START
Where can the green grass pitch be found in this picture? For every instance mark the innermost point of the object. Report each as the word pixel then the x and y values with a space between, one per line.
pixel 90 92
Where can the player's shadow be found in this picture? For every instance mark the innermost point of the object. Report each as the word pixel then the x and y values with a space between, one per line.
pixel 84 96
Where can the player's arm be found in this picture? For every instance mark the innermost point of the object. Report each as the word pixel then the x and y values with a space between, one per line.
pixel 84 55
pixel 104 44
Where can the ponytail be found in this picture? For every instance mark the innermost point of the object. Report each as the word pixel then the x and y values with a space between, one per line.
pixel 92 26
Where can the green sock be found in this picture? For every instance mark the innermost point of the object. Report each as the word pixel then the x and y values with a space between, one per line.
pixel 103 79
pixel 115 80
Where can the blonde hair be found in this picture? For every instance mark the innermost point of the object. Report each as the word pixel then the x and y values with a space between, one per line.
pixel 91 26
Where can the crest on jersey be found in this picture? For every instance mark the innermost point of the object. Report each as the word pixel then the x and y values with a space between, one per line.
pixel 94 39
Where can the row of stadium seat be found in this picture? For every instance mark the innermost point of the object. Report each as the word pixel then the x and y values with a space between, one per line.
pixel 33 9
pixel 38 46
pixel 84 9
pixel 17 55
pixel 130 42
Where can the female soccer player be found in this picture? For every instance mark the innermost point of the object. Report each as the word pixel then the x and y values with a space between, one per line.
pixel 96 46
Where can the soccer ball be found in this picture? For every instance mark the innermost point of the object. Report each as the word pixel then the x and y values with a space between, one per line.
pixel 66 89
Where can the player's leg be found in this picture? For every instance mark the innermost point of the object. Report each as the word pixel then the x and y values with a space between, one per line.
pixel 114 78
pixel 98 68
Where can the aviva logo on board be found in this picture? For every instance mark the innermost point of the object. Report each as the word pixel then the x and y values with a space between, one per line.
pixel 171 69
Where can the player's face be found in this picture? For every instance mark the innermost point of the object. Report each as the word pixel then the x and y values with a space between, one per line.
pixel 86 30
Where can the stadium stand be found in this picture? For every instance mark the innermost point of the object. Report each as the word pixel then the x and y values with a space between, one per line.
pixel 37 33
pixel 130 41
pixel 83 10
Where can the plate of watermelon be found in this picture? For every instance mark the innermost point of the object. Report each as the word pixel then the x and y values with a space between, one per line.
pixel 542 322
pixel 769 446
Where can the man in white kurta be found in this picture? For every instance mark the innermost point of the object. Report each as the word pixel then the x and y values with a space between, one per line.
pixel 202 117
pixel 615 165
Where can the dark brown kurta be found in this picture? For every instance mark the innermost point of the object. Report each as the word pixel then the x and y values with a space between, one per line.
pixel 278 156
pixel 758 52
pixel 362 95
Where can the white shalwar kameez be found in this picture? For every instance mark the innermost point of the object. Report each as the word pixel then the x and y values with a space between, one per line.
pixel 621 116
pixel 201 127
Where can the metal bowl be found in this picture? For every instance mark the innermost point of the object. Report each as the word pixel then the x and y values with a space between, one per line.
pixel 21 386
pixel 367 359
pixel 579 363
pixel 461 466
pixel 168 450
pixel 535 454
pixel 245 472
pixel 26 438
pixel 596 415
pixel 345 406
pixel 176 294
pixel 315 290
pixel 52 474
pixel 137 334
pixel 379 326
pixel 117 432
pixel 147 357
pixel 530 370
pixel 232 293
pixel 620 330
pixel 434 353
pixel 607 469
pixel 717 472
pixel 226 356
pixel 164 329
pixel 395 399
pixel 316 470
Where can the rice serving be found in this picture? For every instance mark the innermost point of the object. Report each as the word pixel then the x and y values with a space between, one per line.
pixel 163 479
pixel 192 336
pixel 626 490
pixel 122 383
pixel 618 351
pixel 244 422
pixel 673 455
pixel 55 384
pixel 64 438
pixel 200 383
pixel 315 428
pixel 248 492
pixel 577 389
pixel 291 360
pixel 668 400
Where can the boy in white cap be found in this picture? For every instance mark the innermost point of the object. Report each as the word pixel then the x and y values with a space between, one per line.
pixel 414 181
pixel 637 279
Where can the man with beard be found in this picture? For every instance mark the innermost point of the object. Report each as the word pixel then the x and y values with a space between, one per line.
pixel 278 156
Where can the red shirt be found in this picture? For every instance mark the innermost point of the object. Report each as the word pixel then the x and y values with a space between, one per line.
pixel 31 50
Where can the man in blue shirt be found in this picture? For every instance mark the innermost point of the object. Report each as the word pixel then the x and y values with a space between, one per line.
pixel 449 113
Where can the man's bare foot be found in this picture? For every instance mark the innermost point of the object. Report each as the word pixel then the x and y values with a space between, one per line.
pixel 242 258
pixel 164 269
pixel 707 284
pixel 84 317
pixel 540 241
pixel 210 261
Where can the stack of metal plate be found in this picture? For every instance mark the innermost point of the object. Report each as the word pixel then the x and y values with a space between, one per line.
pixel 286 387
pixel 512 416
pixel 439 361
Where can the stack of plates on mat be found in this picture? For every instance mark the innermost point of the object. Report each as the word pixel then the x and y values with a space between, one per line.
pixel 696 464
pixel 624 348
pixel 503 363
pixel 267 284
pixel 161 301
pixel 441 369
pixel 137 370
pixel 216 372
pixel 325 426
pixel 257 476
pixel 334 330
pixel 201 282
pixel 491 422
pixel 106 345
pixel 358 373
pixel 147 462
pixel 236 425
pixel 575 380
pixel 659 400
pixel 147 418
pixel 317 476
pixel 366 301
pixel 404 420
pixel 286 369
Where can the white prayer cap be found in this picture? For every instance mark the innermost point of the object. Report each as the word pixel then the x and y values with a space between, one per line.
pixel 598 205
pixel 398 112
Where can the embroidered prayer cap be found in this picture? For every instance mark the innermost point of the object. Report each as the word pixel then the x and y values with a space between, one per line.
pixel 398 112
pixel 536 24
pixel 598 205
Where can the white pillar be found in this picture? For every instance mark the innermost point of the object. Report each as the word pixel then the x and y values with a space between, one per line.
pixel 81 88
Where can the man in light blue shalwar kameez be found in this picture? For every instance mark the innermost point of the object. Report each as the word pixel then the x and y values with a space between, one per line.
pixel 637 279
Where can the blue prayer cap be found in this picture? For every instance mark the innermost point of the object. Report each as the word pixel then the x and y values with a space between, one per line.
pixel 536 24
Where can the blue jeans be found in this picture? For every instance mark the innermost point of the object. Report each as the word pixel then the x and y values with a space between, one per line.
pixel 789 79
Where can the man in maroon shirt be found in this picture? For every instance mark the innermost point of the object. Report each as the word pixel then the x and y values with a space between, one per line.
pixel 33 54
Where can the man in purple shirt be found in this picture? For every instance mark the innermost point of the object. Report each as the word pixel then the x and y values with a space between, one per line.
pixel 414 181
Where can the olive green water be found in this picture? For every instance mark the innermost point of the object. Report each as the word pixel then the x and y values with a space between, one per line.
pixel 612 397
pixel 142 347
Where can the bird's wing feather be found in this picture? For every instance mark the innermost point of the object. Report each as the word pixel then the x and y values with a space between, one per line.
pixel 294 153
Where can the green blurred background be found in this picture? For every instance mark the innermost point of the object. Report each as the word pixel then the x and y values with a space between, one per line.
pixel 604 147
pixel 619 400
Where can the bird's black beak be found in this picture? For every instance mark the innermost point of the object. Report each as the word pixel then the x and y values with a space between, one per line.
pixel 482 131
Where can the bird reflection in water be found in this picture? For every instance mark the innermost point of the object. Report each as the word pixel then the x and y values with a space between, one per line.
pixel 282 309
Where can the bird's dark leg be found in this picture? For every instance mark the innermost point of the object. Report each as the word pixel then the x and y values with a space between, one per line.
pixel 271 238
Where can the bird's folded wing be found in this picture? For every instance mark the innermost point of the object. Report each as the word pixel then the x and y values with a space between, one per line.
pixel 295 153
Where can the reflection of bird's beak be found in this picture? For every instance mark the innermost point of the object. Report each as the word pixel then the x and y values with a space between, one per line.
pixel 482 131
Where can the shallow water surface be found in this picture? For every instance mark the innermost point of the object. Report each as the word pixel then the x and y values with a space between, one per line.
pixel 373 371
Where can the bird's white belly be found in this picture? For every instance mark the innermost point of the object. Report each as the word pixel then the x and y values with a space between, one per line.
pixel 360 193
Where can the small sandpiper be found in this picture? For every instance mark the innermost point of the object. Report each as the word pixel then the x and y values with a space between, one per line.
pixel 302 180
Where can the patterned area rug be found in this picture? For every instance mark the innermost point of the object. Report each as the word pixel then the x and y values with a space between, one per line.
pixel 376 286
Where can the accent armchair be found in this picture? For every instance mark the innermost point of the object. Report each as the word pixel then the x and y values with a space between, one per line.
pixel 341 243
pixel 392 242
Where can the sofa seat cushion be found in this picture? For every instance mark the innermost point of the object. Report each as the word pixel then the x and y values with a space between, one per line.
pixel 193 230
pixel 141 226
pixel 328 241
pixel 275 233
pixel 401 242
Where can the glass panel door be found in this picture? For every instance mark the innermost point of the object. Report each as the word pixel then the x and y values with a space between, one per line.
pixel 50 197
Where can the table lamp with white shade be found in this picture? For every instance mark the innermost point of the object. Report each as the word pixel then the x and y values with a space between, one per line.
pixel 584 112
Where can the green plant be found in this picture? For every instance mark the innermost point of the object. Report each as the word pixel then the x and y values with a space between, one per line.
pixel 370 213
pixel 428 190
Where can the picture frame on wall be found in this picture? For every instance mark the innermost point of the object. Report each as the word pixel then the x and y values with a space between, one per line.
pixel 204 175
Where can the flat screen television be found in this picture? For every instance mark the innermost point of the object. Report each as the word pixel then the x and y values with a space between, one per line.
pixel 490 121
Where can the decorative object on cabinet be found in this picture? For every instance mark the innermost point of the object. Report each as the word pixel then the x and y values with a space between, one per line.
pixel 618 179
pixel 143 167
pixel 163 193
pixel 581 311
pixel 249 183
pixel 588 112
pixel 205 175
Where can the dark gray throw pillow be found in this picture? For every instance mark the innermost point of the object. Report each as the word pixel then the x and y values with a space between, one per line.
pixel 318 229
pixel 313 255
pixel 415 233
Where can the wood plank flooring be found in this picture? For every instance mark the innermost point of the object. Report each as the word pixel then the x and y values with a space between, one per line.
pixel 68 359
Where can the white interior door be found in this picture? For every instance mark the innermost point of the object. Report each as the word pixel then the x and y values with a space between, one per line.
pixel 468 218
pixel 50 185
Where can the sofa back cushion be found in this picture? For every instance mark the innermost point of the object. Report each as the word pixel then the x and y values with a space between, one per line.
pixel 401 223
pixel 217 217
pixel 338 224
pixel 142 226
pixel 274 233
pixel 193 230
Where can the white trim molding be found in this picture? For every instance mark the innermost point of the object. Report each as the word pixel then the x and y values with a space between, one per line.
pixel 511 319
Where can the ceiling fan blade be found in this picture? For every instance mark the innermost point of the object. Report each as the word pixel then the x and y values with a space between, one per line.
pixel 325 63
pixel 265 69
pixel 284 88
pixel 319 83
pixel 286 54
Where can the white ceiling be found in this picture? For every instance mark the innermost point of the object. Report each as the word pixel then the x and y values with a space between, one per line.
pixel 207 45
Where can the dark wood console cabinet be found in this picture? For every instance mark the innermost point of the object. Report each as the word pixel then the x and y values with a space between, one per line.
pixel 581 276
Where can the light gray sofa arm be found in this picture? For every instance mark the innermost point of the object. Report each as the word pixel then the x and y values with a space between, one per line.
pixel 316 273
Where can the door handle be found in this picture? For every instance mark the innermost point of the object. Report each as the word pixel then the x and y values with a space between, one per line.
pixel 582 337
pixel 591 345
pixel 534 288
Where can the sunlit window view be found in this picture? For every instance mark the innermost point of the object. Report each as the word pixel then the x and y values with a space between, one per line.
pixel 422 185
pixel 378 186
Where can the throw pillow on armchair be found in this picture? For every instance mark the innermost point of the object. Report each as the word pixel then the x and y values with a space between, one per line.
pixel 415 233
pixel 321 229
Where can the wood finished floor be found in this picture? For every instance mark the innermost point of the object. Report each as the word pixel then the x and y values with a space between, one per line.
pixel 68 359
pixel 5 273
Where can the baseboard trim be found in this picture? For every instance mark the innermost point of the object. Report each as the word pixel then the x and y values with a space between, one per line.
END
### Your objective:
Change "ponytail" to "braid" in the stretch of material from its start through the line containing "pixel 91 26", and reproduce only those lines with nothing else altered.

### Correct result:
Where can the green grass pitch be found in this picture? For every instance mark the innermost point of the object. Report each as the word pixel then the x and y values with a space between, one per line.
pixel 90 92
Where can the player's shadow be found in this picture? For every instance mark the innermost point of the object. Report each as the word pixel then the x and y values with a space between, one per line.
pixel 84 96
Where can the player's arm be found in this picture? For every instance mark the innermost point of the object. Report each as the word pixel then the x and y values with a space between, one per line.
pixel 84 55
pixel 104 44
Where can the braid be found in this picture? For every instance mark the innermost point of the object. Report each as the word pixel then the x and y values with a space between, one per line.
pixel 92 26
Where can the green sock be found in this picture? For every instance mark the innermost point of the object. Report each as the word pixel then the x and y values with a space between, one per line.
pixel 103 79
pixel 115 80
Where can the blonde hair be found in this picture? For every instance mark the innermost point of the object. Report each as the word pixel then the x and y values with a space between, one per line.
pixel 91 26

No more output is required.